If there is any simple, succinct, somewhat contrarian lesson to be drawn from the Deepwater Horizon disaster, it is this: The federal government is neither too big nor too intrusive but is in fact shockingly meek and weak -- at least when dealing with giant corporations whose operations can imperil the entire planet. That was essentially the message delivered yesterday by Interior Department Inspector General Mary Kendall, whose congressional testimony was overshadowed by the Tony Hayward show on Capitol Hill.
Kendall told Congress that the U.S. Minerals Management Service, the regulatory agency that oversees petroleum and mining development on federal property, is pathetically understaffed and poorly trained. Its regulations are out of date and it is unable to collect even the most basic data needed for its statutory mission:
The IG also said that the MMS relies too heavily on oil companies "to document and accurately report on operations, production and royalties." Kendall said she's launched an investigation of those practices in the wake of the explosion of the Deepwater Horizon well and the subsequent spill.
Kendall criticized the MMS for having only five paragraphs in its regulations on how to investigate such an incident. She said the MMS investigation of the Deepwater Horizon spill is required to follow Coast Guard regulations, which are "completely backwards".
"MMS inspectors, at least in the Gulf of Mexico region, operate relatively independently, with little direction as to what must be inspected, or how," Kendall said.

### GIVEN RECORDS
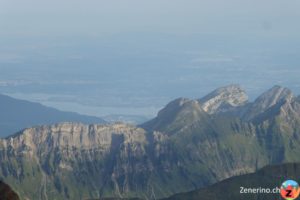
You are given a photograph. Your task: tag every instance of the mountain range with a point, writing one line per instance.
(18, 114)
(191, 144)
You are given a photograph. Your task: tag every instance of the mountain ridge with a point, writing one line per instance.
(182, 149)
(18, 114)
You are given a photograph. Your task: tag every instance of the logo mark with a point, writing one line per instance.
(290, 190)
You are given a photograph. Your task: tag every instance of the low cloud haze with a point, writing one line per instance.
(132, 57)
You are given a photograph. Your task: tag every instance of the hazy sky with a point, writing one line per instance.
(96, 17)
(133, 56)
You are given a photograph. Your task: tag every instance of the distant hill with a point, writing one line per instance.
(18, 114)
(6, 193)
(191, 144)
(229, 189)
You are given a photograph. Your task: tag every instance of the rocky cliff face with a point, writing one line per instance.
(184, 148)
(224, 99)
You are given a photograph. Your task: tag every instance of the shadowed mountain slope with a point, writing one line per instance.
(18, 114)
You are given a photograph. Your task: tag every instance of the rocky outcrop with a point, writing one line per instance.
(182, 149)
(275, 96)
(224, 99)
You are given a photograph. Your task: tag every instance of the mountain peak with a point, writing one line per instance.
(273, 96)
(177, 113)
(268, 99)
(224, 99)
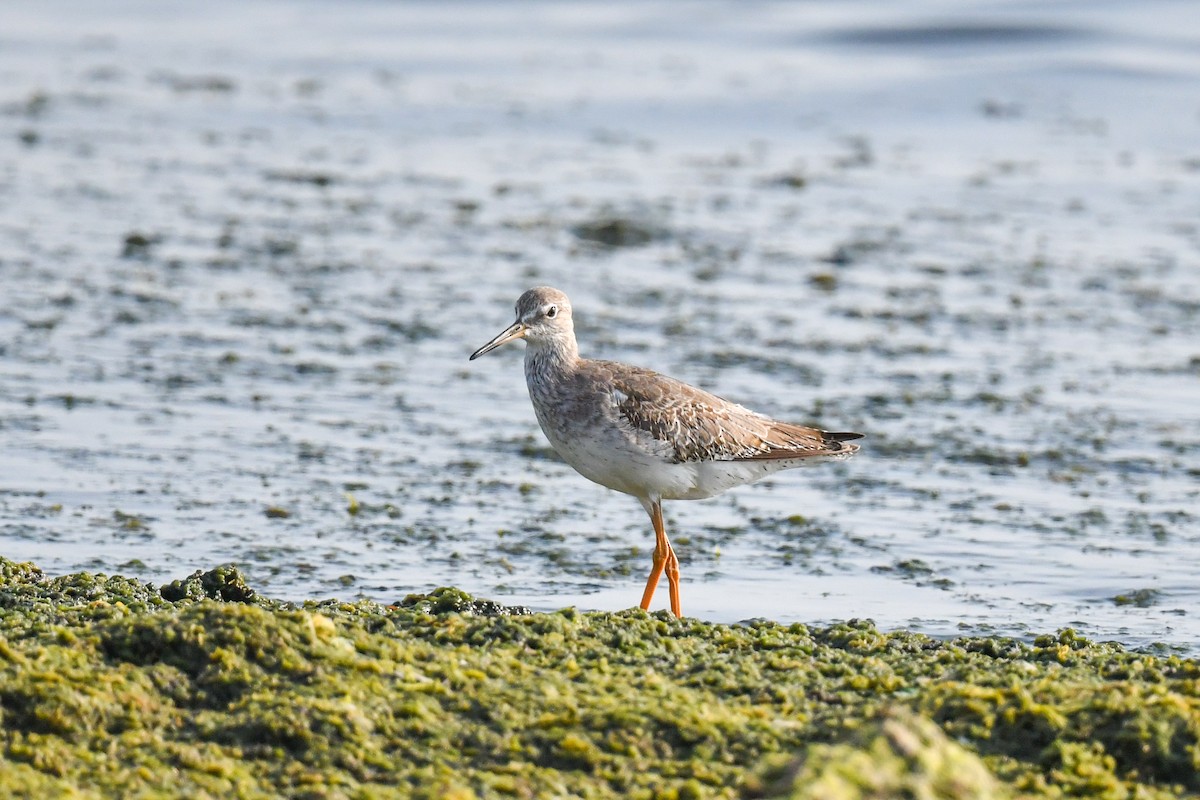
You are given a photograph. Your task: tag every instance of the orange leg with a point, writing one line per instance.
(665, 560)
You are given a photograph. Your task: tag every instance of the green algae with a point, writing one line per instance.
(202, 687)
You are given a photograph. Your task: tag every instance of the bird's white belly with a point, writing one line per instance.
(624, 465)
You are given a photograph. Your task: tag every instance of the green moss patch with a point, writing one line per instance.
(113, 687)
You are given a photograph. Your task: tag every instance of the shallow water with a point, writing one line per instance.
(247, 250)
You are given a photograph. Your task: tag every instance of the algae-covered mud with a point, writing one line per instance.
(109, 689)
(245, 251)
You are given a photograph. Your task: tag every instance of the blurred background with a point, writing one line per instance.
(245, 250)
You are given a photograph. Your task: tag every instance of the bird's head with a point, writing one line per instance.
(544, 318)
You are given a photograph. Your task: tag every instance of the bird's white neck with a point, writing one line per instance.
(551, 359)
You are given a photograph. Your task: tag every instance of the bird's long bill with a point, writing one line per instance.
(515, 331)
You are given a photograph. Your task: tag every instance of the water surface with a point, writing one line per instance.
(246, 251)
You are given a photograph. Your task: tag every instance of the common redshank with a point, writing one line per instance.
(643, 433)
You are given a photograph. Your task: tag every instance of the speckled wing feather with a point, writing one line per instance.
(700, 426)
---
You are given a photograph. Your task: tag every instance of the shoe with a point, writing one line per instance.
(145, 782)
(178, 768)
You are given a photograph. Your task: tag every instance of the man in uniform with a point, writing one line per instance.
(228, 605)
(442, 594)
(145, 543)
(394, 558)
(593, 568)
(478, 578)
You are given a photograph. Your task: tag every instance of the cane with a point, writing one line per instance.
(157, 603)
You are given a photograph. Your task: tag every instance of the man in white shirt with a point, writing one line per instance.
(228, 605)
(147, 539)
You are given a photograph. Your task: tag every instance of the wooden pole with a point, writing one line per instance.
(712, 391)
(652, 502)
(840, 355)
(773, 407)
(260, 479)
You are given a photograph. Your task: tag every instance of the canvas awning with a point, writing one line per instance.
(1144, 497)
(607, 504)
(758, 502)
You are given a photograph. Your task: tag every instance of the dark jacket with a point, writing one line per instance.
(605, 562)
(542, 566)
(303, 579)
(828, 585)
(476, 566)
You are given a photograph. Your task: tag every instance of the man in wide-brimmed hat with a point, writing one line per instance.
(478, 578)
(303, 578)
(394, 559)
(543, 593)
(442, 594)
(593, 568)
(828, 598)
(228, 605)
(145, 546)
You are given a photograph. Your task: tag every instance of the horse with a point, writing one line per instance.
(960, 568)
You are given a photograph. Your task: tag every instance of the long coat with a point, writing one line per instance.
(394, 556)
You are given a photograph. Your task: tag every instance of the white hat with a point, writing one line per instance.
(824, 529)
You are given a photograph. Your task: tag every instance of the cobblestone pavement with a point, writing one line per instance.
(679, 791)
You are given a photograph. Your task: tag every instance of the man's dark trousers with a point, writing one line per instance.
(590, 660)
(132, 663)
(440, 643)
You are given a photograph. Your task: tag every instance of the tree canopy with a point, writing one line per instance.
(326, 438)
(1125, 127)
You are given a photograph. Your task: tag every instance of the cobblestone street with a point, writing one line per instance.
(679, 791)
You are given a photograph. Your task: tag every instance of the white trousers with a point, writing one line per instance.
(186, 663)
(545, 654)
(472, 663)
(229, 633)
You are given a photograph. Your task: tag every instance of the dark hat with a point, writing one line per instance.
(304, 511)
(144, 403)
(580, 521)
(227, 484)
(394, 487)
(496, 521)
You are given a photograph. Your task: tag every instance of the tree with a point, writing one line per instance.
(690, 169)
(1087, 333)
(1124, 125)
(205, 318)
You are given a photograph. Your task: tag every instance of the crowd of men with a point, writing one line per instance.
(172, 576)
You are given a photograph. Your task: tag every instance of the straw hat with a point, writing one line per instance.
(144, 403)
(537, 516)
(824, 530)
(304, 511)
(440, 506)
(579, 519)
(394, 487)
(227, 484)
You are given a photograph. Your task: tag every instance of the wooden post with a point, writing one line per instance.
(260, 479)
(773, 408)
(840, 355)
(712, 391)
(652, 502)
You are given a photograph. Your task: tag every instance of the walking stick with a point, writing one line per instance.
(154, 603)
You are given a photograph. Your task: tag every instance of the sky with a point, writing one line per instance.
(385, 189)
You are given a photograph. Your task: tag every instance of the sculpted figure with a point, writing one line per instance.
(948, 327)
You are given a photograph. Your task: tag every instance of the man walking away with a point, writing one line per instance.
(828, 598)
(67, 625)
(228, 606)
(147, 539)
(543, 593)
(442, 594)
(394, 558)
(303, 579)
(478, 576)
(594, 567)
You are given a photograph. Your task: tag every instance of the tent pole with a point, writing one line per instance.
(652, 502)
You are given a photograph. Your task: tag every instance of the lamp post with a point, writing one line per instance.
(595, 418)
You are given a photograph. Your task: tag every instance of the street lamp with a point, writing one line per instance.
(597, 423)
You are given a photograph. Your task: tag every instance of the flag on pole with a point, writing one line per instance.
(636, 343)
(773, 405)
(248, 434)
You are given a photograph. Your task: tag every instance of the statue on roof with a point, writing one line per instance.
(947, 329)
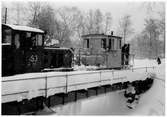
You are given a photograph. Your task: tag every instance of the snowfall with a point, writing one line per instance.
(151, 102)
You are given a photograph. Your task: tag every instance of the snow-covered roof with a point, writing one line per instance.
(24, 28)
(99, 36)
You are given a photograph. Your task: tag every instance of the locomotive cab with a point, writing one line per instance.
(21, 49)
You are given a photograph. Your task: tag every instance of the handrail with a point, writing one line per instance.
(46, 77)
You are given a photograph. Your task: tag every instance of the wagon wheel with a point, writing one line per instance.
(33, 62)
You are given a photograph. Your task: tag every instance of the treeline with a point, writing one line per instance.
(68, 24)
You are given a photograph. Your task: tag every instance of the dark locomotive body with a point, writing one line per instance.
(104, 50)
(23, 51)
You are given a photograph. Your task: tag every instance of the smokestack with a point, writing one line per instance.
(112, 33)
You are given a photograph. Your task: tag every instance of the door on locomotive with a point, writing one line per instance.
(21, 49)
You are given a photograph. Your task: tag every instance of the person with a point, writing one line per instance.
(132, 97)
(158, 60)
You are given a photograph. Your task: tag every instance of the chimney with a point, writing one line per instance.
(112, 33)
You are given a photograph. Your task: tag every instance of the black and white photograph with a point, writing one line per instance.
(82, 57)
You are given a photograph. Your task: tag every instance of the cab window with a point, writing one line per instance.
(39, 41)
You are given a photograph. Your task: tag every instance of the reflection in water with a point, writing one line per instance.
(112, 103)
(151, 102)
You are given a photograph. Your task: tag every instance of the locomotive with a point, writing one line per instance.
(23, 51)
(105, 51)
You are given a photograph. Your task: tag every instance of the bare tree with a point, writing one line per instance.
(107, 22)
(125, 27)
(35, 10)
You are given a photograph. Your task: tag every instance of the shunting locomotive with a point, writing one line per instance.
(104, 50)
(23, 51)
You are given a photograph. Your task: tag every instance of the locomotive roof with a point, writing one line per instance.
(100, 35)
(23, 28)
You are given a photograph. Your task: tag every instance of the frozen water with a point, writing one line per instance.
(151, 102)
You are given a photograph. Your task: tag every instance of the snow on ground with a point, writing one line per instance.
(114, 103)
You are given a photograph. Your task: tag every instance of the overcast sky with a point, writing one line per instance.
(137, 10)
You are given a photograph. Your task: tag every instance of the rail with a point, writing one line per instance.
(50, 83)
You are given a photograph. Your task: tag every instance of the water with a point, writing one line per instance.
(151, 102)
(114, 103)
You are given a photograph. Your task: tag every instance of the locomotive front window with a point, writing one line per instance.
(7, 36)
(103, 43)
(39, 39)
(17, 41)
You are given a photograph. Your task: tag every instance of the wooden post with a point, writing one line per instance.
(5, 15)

### EXERCISES TO COMPLETE
1 - In the Deepwater Horizon commentary, how many paragraphs do the MMS regulations give to investigating such an incident?
2 - Restate the part of the Deepwater Horizon commentary that opens with the words containing "Kendall told Congress" and closes with "the subsequent spill.", substituting "underfunded" for "understaffed".

### SOLUTIONS PER TASK
1 - Only five paragraphs.

2 -
Kendall told Congress that the U.S. Minerals Management Service, the regulatory agency that oversees petroleum and mining development on federal property, is pathetically underfunded and poorly trained. Its regulations are out of date and it is unable to collect even the most basic data needed for its statutory mission:
The IG also said that the MMS relies too heavily on oil companies "to document and accurately report on operations, production and royalties." Kendall said she's launched an investigation of those practices in the wake of the explosion of the Deepwater Horizon well and the subsequent spill.